▽

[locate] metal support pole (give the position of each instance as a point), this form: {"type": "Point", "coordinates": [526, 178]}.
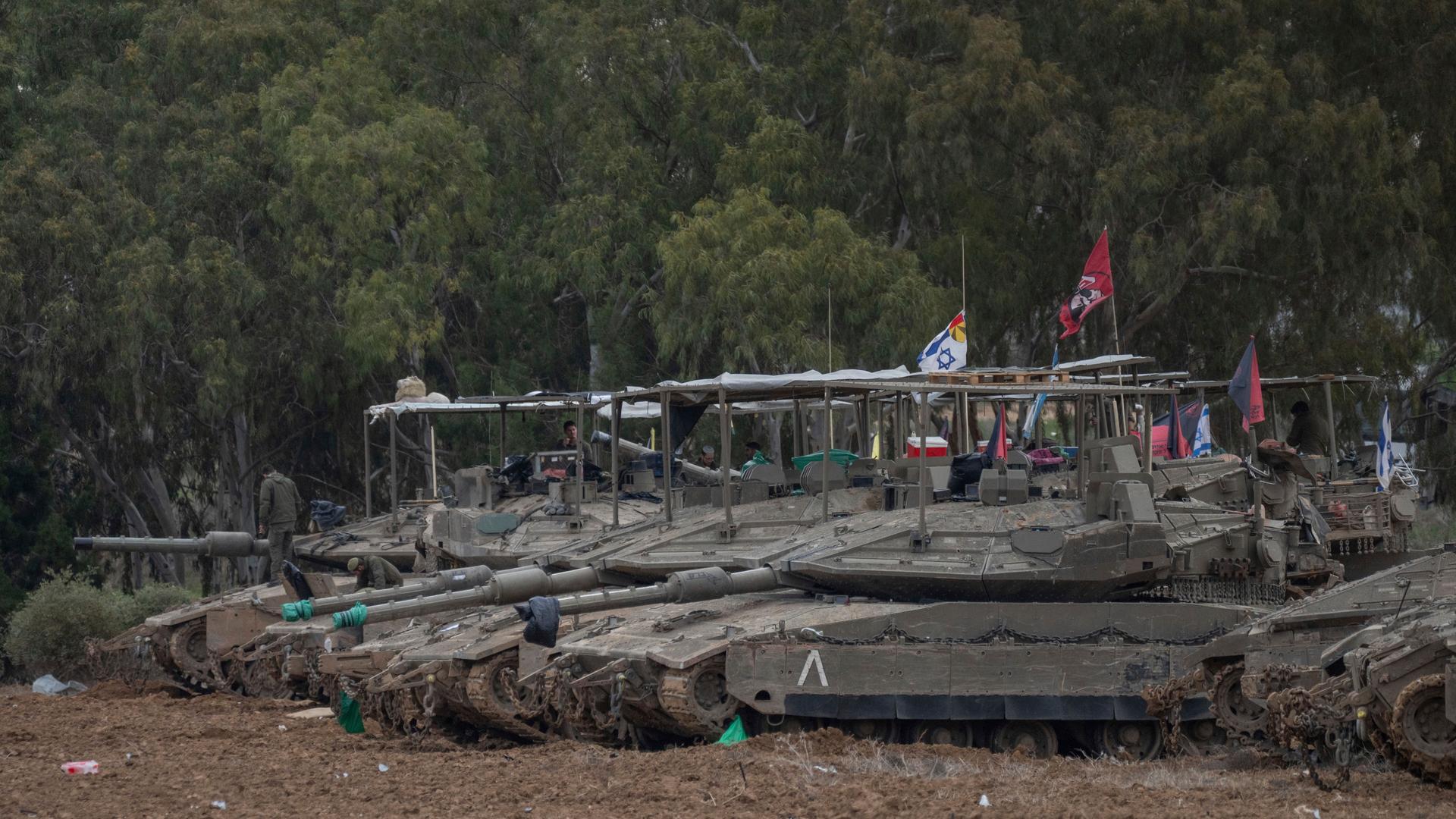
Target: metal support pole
{"type": "Point", "coordinates": [617, 468]}
{"type": "Point", "coordinates": [435, 472]}
{"type": "Point", "coordinates": [880, 428]}
{"type": "Point", "coordinates": [1147, 438]}
{"type": "Point", "coordinates": [799, 428]}
{"type": "Point", "coordinates": [925, 475]}
{"type": "Point", "coordinates": [394, 465]}
{"type": "Point", "coordinates": [862, 410]}
{"type": "Point", "coordinates": [726, 450]}
{"type": "Point", "coordinates": [897, 426]}
{"type": "Point", "coordinates": [829, 436]}
{"type": "Point", "coordinates": [503, 436]}
{"type": "Point", "coordinates": [667, 458]}
{"type": "Point", "coordinates": [369, 485]}
{"type": "Point", "coordinates": [582, 463]}
{"type": "Point", "coordinates": [1082, 449]}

△

Written exercise -
Reproduce all of the items above word for word, leaving out the pictures.

Output -
[locate] metal support pole (give the position of each instance as a point), this form: {"type": "Point", "coordinates": [526, 178]}.
Target: metal support pole
{"type": "Point", "coordinates": [617, 468]}
{"type": "Point", "coordinates": [435, 472]}
{"type": "Point", "coordinates": [880, 428]}
{"type": "Point", "coordinates": [1147, 438]}
{"type": "Point", "coordinates": [799, 428]}
{"type": "Point", "coordinates": [925, 475]}
{"type": "Point", "coordinates": [394, 465]}
{"type": "Point", "coordinates": [862, 410]}
{"type": "Point", "coordinates": [726, 450]}
{"type": "Point", "coordinates": [897, 426]}
{"type": "Point", "coordinates": [829, 436]}
{"type": "Point", "coordinates": [503, 436]}
{"type": "Point", "coordinates": [667, 458]}
{"type": "Point", "coordinates": [369, 485]}
{"type": "Point", "coordinates": [582, 463]}
{"type": "Point", "coordinates": [1082, 449]}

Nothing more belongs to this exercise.